» **TASK OBJECTIVE**
Repeat the listing exactly, minus the pictures.

*****

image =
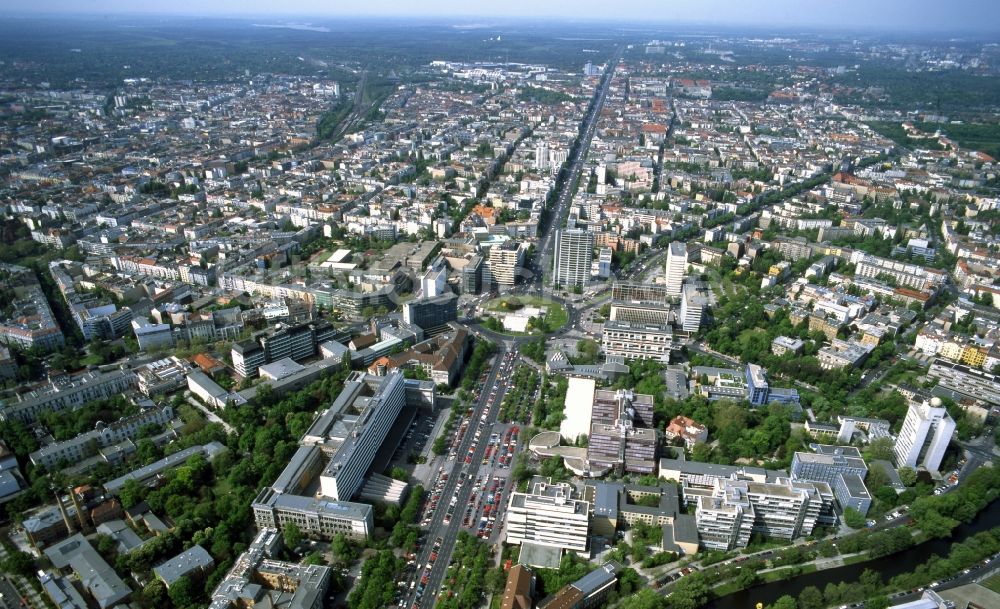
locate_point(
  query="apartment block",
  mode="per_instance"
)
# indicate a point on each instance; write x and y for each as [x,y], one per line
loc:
[924,436]
[87,444]
[69,391]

*****

» **EXERCISE OUTPUT**
image =
locate_point(
  query="apartment block",
  mode="per_instance"
)
# indicate a point on each instance; write x and y for each as [x,y], one per line
loc:
[924,436]
[87,444]
[69,391]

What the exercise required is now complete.